§ **Exercise task**:
Carry on the account of the trip to Kilcoole for the grandad's 70th birthday, picking up right after its final sentence.

§ **Excerpt**:
══════

Earlier this month, I bundled myself and my boyfriend up to fly over the Irish Sea to County Wicklow to celebrate my grandad’s 70th birthday.

Jonathan, as yet unconvinced of the charms of a cold little coastal town and (fairly so) nervous of the impending doom in the shape of having to meet and impress every Irish person related to his girlfirend (i.e. everyone in the village), was a little wary at the start of the trip.

I, however, pushed through the motions of being outrageously ripped off by my airline and running for delayed trains to Gatwick without much anticipation. this trip had been planned so long and talked about so frequently that I wasn’t as excited as I normally would be for a quick overnighter abroad. Besides, I knew this town like the back of my hand- there was nothing new to shout about.

After a fair few bumps in the road (entire family was supposed to join- all their flights got cancelled- big emotional display, etc), we pulled up to my aunt and uncles house in the little village of Kilcoole. Kilcoole, while beautiful, has never had much tourism, so it might need a little introducing.

A quiet town not far from better known places like Bray or Greystones, Kilcoole has two main roads-the first being the Sea Road, which leads to the- you guessed it- sea and pebbled beach. The second, which I am sure has a name but I just can’t recall it ever being used, has three pubs, respectively the ‘top’, ‘middle’ and the ‘bottom’. They’re not the only identifiers of the town, but they’re the most loved. I’m just going to the bottom for a quick drink. The girls went to the middle last night, did you see them? And so on. It’s lovely.

 This little village is where my grandad grew up. He was born and raised in the house across the street from where I was staying. Relatives of mine live side by side. Brothers and sisters are neighbours. From a very young age, we’d come to stay with them over summers and for special occasions- never quite remembering all the names of the hands reaching down to give us pocket money or to straighten our clothes.

We’d badger to be taken to the beach to collect the best looking pebbles, build dens in front rooms we barely knew and squirrel away sweets and treats you can’t get in England. It was the nineties, so no mobiles to distract us and no video games to bicker over. It’s difficult not to romanticise a time like this, because it does feel so young and simple. I’m sure in reality there was lots of sulking and strops, as defined most of my childhood, but my stand out memories are of playing ‘just pretend’ in front gardens with cousins and of falling asleep in the back of cars back from trips to nearby sand beaches.

══════

§ **Material provided**:

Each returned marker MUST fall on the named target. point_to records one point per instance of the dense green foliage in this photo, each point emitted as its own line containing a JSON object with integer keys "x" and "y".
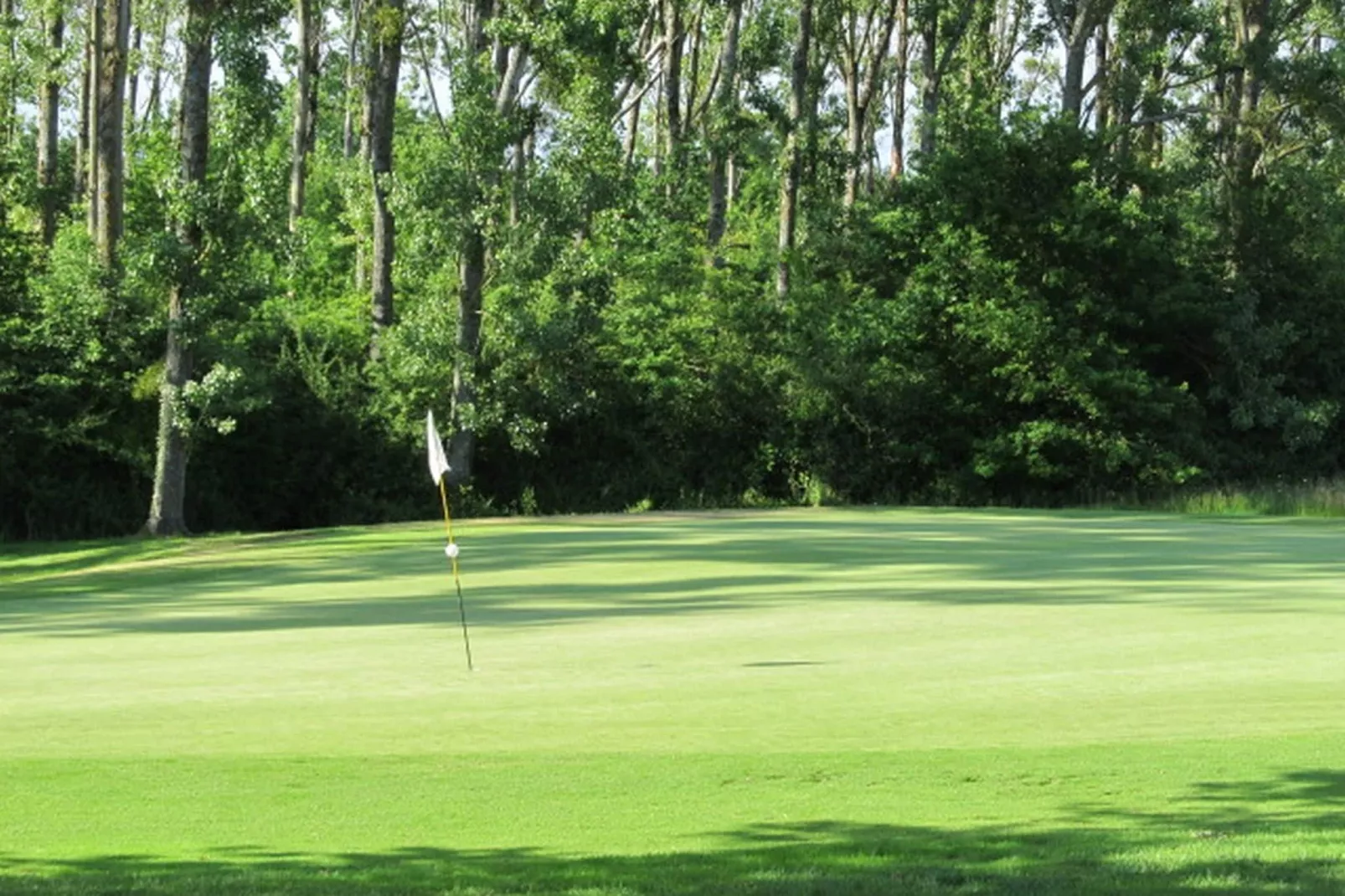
{"x": 1044, "y": 308}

══════

§ **In response**:
I stopped going when I was around thirteen. As a teenager, I’m sure I had much cooler things to be doing than hanging out with toddler relatives (most likely untrue- let’s not dwell).

Fastforward back to today, ten years later, and I’m walking down these streets that had gained near mythical status in my mind. I couldn’t believe that they were still here- almost like I was never really sure if they’d existed, or if I’d just made up this idyllic little place for me to store my childhood memories. The sound of a doorbell I’d forgotten I’d ever heard before, the feel of a stone wall I would sit on, the smell of a garden we’d steal flowers from, all rocketing me back to eight years old. Muscle memory taking round corners I hadn’t seen in a decade. Comforting and odd and the same time.

Here I am as an adult. I have a house, a job, I’ve travelled, I’ve moved to a new city, I’ve graduated. Stood here, in this little town I used to know. Every memory I didn’t realise I still held onto, dotting past like a glint of sun in the corner of my eye. Hello, first crush. Hello, scary neighbour’s house. Hello, grazed knees. Hello.

My room- the one that used to be a pile of toys and books, now has a full length mirror inside. When I look in, for the shortest of moments, I’m there, eight years old, in a corduroy pinafore and glitter-clip tied hair, running past to go play outside with my sister.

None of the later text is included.